**Text provided**
****
Philipp,
Thanks. I'll do what I
can. The 3c509 is just a 10M card, so no worries there.
I just have to get used to the fact that I need set
it up after the install. But of
course I can't do an update via ftp, since it's the
eth0 (world_dev) NIC.
The Tekram SCSI card finds the
SCSI drive and loads it automatically.
It does it when the I turn the machine on, after
the memory test and
the bios screen appears. It runs through the
LUN routine, then checks
for SCSI devices, and finds the Seagate drive.
Then the SuSE floppy
boots. That's why it seems a little weird. On
the other hand, the bios has provisions to boot
from the CD-ROM, but
even though I've set it that way, nothing in the
drive (not any SuSE
CD's anyway) will boot. Just one of life's
little mysteries.
One of these days, though, I
will probably wind up installing 6.4,
just to see if it works as well on the SCSI drive
as it does on IDE. It's
rock solid (knock on wood).
****
**Dataset excerpts**
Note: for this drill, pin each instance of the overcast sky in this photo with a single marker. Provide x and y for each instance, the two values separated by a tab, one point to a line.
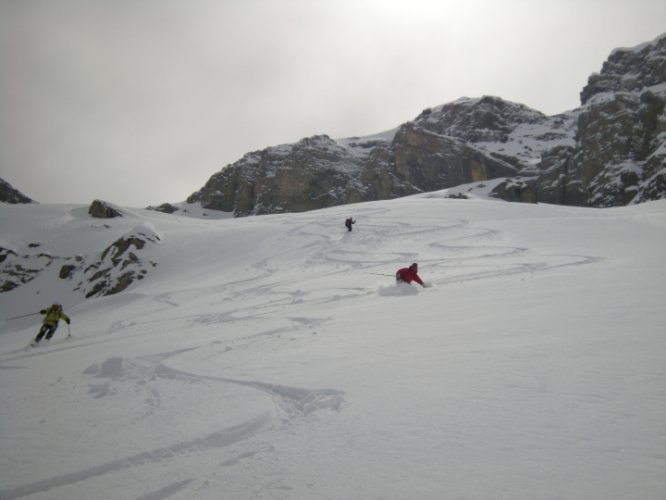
139	102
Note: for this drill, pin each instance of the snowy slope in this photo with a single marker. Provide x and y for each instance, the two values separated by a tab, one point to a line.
270	358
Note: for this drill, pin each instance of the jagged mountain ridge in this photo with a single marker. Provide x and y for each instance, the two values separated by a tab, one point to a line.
610	151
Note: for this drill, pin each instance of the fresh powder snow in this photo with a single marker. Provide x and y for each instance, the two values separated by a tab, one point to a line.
275	357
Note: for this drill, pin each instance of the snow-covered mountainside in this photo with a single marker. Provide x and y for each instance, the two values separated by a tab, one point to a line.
276	358
609	152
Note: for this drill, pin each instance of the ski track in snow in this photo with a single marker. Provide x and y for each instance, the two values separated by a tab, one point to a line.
457	253
291	403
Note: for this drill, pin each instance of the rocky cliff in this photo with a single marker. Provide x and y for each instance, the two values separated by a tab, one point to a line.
9	194
610	151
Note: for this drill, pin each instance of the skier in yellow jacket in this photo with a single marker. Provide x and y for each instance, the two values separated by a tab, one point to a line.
53	315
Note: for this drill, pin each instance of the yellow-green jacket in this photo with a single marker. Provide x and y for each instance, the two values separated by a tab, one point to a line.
54	315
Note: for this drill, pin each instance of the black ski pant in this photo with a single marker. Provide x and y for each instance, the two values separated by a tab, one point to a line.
47	330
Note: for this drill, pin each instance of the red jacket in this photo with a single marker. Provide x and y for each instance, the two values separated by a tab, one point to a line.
409	274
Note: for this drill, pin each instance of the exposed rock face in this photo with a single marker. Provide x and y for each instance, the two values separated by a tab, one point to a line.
103	210
110	272
610	151
17	268
8	194
620	151
318	172
116	268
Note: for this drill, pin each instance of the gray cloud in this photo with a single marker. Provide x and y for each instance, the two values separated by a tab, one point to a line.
139	102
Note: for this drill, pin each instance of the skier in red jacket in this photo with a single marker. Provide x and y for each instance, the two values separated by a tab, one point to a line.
409	274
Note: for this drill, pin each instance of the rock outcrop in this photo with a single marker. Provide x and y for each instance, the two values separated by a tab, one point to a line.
610	151
9	194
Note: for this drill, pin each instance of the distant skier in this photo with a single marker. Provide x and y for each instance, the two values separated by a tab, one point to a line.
349	222
409	274
53	314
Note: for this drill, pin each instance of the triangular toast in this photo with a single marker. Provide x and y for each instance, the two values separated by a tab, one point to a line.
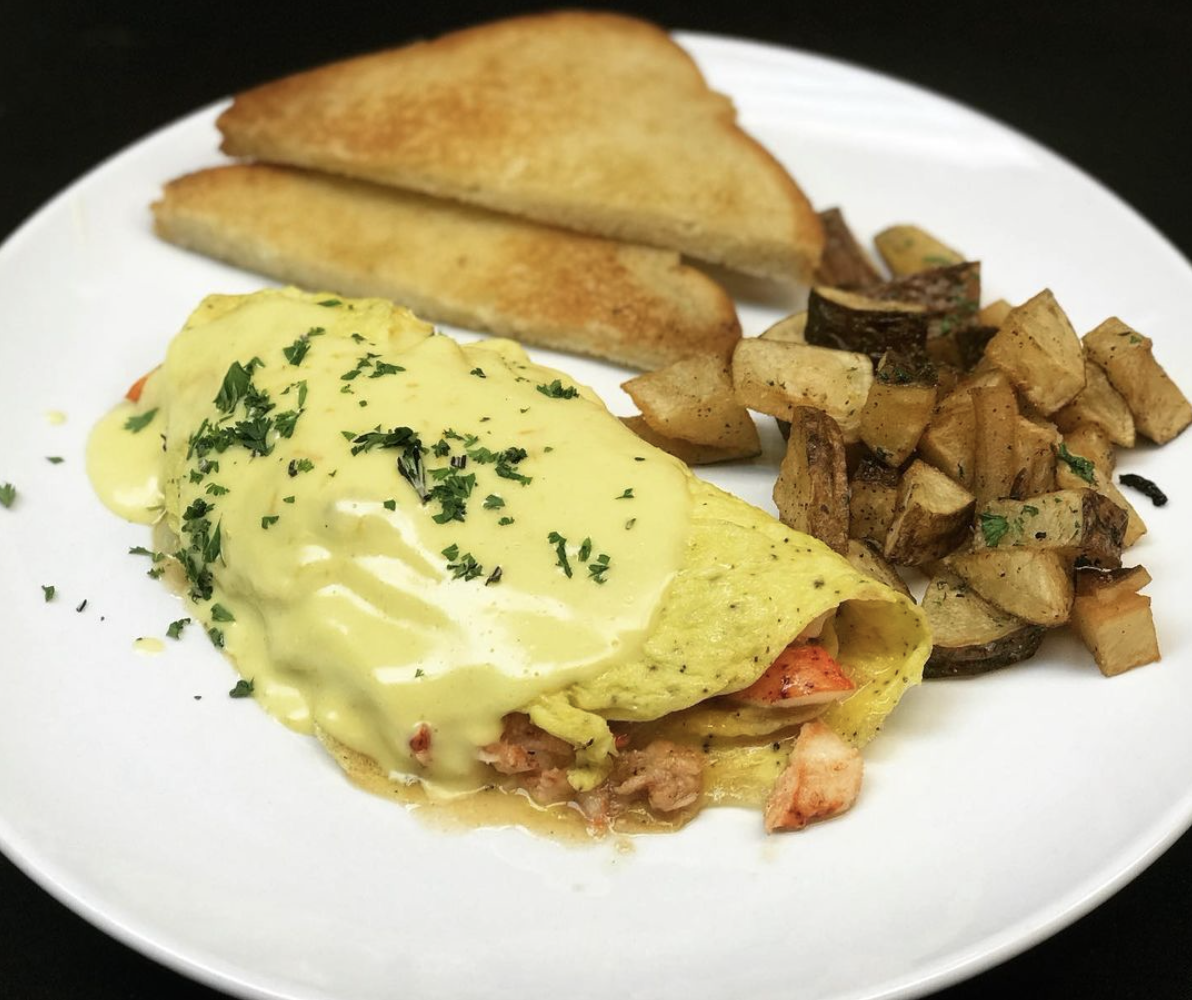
****
**Your tasks**
1. Retype the email to Philipp word for word, from "I just have" to "the Seagate drive.".
2. Write what comes next in the email to Philipp, picking up after its last sentence.

**Per-task answers**
1.
I just have to get used to the fact that I need set
it up after the install. But of
course I can't do an update via ftp, since it's the
eth0 (world_dev) NIC.
The Tekram SCSI card finds the
SCSI drive and loads it automatically.
It does it when the I turn the machine on, after
the memory test and
the bios screen appears. It runs through the
LUN routine, then checks
for SCSI devices, and finds the Seagate drive.

2.
Thanks,
Stan Koper
----- Original Message -----
Sent: Tuesday, March 20, 2001 6:43
PM
Subject: Re: [SLE] 7.1 Won't Install, and
Worse
Hi Stan,
* Stan Koper [Sun, 18 Mar 2001 20:21:39
-0500]:
First of all, could you in the future please use a line length
of about
75 chars? This makes reading and quoting of your mail much
easier.
> I went through the autoprobe, put in the modules disk per
instructions
> it located the tekram SCSI card, and the Realtek NIC (but
not the 3com 3C509).
Plain ISA cards can't be detected automatically,
the drivers have to be
inserted manually. I'd try this:
- Use
the DOS tool for the 3C509 to configure it at a fixed speed,
i.e.
either 10 mbit/sec or 100 mbit/sec. Note the IRQ and I/O
port the
card is configured for (if it isn't a PnP ISA
card).
- Boot from either floppy or CDROM.
- at the
boot: prompt enter manual
- Manually load the modules for your
SCSI controller and possibly
the modules for your network
cards, possibly passing parameters to
the 3C509 card (for
details on the parameters see the big manual).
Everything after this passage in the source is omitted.